• **Requirement**
Repeat only the lines from the one holding "Identify every instance of the cumulus" down to the last line of the listing below, including both of those lines.

• **Material shown**
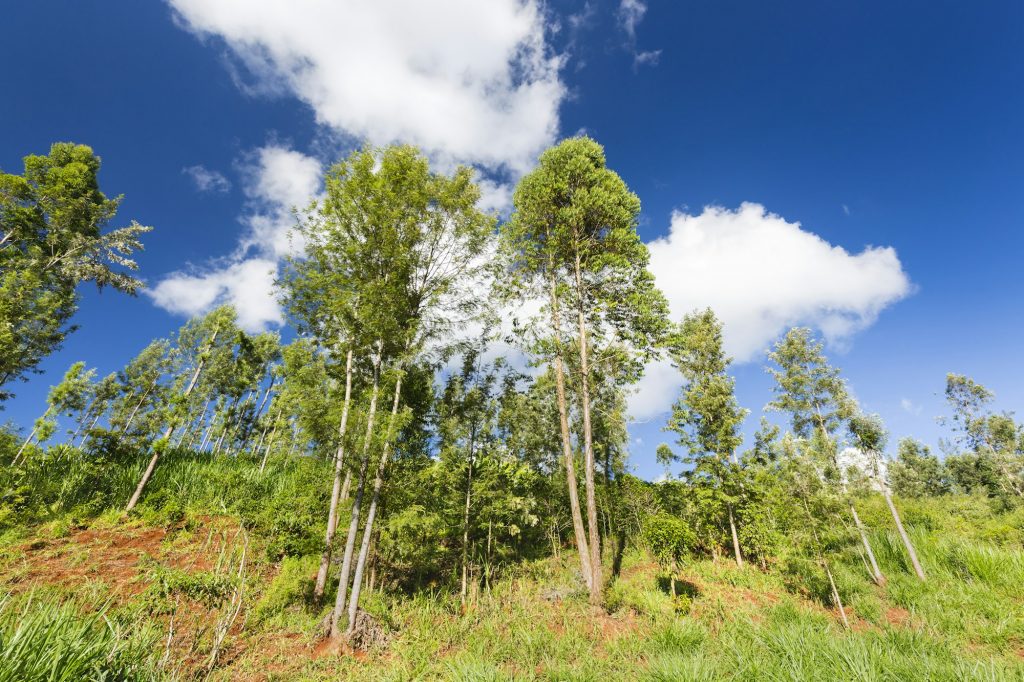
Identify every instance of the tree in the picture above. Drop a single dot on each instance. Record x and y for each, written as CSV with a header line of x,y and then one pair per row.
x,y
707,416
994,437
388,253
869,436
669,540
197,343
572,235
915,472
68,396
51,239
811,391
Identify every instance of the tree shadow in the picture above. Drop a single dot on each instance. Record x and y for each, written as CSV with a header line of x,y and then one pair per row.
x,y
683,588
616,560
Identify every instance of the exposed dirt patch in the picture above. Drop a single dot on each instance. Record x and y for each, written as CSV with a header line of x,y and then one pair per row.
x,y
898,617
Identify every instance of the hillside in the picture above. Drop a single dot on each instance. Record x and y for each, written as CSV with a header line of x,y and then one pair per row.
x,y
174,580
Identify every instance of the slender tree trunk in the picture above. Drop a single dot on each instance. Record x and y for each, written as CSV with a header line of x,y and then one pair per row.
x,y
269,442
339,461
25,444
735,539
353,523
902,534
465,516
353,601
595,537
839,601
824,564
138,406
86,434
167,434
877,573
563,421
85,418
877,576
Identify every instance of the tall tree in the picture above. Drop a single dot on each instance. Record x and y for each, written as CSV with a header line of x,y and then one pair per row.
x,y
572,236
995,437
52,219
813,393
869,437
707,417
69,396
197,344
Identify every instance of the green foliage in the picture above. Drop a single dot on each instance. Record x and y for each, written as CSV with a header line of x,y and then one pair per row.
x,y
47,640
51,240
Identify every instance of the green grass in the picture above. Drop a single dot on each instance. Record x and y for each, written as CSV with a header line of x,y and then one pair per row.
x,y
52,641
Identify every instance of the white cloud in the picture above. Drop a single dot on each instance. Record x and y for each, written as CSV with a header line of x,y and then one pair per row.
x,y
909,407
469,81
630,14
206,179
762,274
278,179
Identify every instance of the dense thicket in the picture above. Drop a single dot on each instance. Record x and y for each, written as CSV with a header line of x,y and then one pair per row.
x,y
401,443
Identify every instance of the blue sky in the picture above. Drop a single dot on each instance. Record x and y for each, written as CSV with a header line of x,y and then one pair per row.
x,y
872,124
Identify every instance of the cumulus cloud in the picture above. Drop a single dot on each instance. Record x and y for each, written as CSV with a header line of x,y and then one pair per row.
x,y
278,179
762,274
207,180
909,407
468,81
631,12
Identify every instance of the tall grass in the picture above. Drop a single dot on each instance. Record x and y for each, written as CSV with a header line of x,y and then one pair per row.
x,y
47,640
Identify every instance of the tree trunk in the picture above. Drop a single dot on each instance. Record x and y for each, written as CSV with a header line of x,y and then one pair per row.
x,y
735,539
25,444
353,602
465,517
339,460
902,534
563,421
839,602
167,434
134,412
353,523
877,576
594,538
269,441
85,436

• **Output of the task**
Identify every instance of the cumulus cloud in the picture above. Drop a single dot on each instance. Record x and y for each, written as CSV with a header line of x,y and then one pair per row.
x,y
278,179
762,274
207,180
909,407
468,81
631,12
Identify every instance of the tall grass in the picture above. Drop a single dot on each instance. Record x and y for each, written as CSV with a header line of x,y and then one pair per row.
x,y
47,640
Identify every instance of the tree trunk in the picture above. Drop a single dot on each instance. Record x and y for each, written as CSV with a header line of x,y and then one pair per row.
x,y
735,539
25,444
353,602
465,517
339,460
902,534
563,421
839,602
167,434
134,412
353,523
877,576
594,538
269,441
85,436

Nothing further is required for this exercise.